[Contours de zones étiquetées]
================
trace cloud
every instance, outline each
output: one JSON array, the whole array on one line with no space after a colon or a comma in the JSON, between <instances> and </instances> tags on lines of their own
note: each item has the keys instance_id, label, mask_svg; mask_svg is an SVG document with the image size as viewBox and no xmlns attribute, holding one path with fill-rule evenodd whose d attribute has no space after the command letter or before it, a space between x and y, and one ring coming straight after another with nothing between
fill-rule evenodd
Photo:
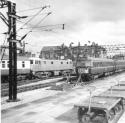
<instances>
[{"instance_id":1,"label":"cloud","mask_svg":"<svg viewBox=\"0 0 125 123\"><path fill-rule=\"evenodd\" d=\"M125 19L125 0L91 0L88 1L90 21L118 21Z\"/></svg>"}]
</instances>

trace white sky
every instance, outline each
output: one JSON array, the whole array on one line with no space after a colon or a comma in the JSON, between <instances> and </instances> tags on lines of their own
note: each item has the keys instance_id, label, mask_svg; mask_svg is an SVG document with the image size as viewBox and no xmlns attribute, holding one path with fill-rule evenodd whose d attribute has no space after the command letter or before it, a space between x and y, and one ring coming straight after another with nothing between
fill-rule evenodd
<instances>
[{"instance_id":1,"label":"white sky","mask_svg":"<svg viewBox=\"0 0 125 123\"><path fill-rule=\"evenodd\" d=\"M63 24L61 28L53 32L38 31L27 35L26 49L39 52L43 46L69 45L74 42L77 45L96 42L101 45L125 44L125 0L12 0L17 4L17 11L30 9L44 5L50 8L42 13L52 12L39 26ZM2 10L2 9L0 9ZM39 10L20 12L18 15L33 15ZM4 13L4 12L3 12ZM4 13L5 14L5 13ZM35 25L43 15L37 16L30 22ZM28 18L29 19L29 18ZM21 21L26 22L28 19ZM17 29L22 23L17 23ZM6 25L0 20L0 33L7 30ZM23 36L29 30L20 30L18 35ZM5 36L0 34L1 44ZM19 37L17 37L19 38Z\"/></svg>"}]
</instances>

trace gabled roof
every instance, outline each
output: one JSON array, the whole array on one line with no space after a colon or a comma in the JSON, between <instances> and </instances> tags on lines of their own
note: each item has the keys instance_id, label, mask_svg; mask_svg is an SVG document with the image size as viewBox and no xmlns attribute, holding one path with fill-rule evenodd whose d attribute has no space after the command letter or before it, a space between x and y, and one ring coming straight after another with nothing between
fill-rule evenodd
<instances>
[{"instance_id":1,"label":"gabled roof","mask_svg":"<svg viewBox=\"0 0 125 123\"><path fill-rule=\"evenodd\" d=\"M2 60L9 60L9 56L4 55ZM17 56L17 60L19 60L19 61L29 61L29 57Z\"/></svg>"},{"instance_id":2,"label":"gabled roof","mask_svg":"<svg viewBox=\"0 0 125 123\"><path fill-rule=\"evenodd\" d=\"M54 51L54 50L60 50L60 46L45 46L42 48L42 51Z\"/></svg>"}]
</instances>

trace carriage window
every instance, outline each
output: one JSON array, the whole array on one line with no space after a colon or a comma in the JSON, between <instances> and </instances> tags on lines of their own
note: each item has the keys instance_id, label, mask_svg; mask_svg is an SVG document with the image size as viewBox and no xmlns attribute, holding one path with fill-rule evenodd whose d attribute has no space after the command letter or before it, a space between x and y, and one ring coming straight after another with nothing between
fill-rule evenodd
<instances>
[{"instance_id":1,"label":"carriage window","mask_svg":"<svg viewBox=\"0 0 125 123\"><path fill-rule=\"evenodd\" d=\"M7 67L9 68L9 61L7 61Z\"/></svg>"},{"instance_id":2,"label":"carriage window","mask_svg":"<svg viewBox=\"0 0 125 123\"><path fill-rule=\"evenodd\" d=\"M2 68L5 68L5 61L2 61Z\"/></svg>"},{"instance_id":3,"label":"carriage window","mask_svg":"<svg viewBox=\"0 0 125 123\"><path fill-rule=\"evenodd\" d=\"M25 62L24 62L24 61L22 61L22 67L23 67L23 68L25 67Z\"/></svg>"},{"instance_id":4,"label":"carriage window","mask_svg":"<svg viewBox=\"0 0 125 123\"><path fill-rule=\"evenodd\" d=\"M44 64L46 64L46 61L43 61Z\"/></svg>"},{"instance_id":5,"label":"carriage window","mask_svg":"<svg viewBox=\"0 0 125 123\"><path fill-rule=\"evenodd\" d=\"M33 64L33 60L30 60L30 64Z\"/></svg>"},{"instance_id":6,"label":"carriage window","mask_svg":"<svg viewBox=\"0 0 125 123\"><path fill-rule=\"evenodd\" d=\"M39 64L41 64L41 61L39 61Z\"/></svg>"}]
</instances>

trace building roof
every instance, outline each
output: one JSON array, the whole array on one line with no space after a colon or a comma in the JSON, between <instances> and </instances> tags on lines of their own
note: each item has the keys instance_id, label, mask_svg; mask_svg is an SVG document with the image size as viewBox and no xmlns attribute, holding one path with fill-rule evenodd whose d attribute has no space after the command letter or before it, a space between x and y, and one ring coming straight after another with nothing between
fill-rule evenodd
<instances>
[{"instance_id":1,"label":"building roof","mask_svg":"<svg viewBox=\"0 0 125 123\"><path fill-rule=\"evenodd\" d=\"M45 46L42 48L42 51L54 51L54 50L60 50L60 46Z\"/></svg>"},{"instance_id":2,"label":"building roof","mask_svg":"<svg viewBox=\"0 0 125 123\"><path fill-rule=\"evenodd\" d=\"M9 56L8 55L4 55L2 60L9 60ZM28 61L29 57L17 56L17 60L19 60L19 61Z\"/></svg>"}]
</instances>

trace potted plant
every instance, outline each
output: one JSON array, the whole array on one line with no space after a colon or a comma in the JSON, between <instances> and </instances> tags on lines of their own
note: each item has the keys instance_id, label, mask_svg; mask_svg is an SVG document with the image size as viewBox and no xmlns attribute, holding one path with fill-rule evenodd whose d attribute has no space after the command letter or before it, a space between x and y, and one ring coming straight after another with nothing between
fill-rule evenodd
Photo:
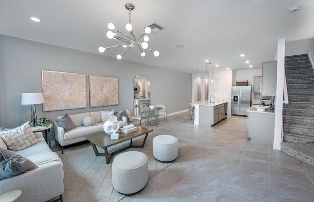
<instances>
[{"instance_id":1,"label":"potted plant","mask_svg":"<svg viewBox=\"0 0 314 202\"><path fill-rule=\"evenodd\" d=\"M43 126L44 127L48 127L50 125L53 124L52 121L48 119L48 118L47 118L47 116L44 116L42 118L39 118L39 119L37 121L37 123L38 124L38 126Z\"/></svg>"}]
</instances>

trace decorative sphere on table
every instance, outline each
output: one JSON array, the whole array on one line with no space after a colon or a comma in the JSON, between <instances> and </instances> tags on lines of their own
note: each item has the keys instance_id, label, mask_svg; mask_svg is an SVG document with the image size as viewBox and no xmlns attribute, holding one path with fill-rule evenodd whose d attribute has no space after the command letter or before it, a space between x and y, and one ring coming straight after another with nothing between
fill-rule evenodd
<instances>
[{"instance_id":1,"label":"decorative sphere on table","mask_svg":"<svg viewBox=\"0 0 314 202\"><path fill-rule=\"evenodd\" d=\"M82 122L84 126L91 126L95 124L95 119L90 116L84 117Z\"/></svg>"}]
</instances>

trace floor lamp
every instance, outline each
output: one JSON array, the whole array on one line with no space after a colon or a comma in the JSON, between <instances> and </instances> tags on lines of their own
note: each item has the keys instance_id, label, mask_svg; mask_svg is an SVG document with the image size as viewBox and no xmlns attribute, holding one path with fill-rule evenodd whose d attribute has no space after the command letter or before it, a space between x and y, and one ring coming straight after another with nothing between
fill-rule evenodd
================
# Consigne de l'exercice:
Affichez toutes les lignes des enregistrements ci-dessus qui contiennent le mot « trace ». La casse compte.

# Sortie complète:
trace cloud
trace white sky
trace gabled roof
trace carriage window
trace building roof
trace potted plant
trace decorative sphere on table
trace floor lamp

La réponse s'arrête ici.